Read through the records. Copy each line that has the word "walking".

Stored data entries

────────────────

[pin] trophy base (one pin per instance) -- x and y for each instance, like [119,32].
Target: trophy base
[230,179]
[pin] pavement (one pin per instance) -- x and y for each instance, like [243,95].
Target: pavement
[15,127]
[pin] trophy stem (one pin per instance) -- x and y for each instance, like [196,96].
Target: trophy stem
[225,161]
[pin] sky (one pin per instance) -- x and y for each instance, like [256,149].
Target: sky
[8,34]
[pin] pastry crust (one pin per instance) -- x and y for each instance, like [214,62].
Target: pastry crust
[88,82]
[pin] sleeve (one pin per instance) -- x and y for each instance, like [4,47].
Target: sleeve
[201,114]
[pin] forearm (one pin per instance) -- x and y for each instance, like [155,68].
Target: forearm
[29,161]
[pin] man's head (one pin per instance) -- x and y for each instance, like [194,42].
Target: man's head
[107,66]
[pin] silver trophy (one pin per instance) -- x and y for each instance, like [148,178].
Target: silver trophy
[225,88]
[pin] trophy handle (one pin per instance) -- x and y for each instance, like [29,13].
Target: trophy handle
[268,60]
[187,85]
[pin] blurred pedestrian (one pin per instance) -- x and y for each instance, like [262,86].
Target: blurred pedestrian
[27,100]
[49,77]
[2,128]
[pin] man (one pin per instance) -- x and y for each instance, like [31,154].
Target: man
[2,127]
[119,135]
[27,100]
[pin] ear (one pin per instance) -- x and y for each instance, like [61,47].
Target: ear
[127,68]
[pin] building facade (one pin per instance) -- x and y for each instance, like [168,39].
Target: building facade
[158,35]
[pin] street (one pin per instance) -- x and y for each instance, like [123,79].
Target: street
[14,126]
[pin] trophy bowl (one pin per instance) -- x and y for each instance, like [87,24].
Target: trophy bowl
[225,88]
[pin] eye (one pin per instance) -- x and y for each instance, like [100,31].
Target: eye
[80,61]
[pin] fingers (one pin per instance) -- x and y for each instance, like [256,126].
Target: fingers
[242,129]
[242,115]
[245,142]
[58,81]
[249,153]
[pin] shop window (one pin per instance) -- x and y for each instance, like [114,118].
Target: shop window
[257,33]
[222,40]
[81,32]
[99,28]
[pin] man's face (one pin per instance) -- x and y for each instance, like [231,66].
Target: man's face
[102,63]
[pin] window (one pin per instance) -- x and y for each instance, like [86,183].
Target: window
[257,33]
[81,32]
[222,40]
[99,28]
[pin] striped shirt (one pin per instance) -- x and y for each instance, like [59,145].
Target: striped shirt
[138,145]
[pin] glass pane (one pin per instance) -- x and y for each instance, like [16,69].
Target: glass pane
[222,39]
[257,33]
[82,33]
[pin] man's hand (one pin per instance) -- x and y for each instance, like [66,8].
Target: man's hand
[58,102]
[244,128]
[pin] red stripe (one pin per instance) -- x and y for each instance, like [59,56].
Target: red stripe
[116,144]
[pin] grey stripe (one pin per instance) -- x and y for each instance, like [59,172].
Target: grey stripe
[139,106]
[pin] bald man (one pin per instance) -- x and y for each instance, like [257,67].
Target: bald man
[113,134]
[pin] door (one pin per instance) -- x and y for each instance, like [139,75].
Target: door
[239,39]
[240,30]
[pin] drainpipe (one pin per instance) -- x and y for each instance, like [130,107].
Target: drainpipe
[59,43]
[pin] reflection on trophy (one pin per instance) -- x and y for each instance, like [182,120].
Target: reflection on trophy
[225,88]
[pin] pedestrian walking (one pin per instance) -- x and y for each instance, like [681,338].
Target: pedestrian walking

────────────────

WRITTEN RESPONSE:
[pin] pedestrian walking (one pin per instance) -- x and y for each instance, like [681,338].
Target: pedestrian walking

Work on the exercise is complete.